Problem:
Using the data that follows, return exactly the lines from the one that contains "Definition of the keypoint: for every instance of the pink" through the one that contains "the woman, imagine", ends included.

Natural-language object grounding data
..........

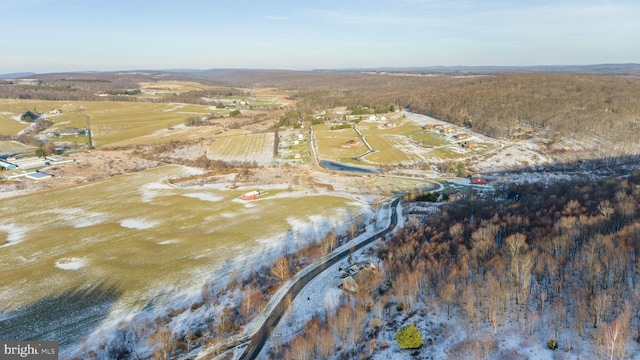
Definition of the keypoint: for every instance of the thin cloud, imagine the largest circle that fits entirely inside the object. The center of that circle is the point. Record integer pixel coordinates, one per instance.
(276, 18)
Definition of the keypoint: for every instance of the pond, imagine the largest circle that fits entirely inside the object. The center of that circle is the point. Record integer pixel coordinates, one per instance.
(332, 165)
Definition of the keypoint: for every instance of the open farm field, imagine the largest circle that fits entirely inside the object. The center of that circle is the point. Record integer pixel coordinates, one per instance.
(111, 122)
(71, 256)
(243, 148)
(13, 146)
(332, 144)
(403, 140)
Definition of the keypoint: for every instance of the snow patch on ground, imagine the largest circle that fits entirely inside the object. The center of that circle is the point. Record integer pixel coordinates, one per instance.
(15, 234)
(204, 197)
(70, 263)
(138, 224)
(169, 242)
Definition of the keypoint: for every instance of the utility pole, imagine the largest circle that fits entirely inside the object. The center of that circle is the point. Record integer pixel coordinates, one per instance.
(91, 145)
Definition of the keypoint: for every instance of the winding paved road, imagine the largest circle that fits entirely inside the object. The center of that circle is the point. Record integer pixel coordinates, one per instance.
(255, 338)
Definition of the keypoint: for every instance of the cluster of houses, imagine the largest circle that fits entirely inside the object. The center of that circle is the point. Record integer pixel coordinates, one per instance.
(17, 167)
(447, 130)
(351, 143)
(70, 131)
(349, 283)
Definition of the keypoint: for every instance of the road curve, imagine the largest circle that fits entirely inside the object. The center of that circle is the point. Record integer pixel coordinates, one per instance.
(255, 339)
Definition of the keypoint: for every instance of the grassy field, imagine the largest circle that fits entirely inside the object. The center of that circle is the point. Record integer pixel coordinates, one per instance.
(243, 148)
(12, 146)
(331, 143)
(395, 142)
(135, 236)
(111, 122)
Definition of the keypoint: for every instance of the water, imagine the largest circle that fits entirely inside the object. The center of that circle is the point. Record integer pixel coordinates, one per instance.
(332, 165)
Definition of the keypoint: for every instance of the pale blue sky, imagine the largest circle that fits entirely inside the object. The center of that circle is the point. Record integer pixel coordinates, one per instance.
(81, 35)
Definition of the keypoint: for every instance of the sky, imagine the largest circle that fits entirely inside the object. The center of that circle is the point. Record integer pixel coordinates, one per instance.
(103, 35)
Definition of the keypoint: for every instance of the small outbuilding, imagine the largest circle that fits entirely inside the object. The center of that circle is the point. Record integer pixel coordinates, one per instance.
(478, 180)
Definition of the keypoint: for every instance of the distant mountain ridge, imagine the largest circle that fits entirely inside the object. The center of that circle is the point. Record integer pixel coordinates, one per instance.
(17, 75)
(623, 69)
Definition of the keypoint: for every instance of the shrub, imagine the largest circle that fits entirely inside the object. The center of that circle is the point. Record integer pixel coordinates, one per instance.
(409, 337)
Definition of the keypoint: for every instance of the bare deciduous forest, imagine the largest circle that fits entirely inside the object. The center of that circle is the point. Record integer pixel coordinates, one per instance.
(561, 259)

..........

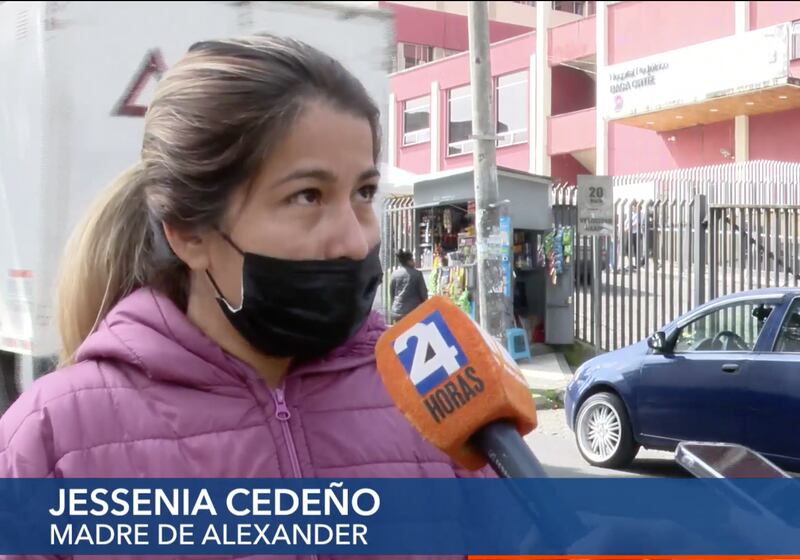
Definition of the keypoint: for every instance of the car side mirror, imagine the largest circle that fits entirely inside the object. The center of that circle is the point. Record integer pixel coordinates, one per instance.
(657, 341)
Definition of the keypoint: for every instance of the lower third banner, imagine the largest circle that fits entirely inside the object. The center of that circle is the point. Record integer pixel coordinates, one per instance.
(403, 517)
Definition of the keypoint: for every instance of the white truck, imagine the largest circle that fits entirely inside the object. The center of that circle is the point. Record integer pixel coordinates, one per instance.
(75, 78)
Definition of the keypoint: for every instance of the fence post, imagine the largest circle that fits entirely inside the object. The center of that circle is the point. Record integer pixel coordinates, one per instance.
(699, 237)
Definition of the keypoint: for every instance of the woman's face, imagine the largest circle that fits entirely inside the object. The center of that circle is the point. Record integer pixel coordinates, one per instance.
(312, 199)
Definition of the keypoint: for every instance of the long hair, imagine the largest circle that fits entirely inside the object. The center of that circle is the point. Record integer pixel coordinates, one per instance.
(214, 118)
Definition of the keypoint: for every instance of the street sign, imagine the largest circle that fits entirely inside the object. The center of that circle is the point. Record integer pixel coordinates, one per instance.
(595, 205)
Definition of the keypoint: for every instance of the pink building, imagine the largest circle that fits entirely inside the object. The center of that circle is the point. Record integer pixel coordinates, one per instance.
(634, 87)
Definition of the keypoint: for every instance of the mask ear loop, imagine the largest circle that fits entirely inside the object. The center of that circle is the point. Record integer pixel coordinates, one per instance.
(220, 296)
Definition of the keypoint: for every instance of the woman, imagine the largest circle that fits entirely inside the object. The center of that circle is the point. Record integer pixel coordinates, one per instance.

..........

Exercise output:
Definition of the keypoint: for every instance of the pink building, imagine the largest circle that fits entirely inside the object. The center of that circle is the point. Record integer pixel coordinates, one per instance.
(634, 87)
Definition of the keypoint: for every instance of the mask ear loop, imagine the largest circle that fits entirely inside the object. The center of that circle is the point. Record integer pixel coordinates, one per instance.
(220, 296)
Definition of the keypoint: for every instance of the woman, imagine the largest circle that fits entirely inside the object. The center of that circle is the point. Record integer pixel coordinates, one per instance.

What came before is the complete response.